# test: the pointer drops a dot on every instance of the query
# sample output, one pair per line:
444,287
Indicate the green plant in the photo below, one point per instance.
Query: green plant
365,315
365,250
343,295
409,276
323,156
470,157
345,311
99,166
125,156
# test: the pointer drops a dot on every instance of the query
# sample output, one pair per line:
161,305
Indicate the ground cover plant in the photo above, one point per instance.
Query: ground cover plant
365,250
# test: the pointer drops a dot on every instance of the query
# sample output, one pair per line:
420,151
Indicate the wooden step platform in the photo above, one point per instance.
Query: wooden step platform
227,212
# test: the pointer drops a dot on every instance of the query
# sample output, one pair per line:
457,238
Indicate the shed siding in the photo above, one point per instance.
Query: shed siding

□ □ □ □ □

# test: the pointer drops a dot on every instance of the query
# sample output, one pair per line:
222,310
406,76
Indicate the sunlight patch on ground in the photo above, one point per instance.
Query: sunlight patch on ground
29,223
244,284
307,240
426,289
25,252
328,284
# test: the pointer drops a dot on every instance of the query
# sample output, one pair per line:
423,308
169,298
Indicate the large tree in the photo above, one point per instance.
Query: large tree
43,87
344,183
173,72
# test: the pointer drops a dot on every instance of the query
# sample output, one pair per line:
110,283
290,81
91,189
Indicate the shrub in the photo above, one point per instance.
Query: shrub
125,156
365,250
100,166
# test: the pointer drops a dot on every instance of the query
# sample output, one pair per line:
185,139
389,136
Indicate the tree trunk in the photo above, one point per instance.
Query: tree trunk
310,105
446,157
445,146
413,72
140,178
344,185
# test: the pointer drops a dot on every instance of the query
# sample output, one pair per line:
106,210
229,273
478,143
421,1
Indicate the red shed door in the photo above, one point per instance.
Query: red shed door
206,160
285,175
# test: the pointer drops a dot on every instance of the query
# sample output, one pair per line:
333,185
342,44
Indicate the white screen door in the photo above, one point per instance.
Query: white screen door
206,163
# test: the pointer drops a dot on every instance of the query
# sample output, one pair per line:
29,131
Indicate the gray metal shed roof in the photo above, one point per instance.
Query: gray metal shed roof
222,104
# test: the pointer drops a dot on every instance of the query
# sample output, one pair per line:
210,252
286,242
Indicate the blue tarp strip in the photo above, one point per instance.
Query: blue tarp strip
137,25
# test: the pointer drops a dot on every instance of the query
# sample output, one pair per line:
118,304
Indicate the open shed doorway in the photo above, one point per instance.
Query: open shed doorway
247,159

□ □ □ □ □

EXERCISE OBJECTIVE -> Scan the material above line by line for "siding". State how many lines have it, and nothing more.

SOLUTION FOR THIS EXERCISE -> 2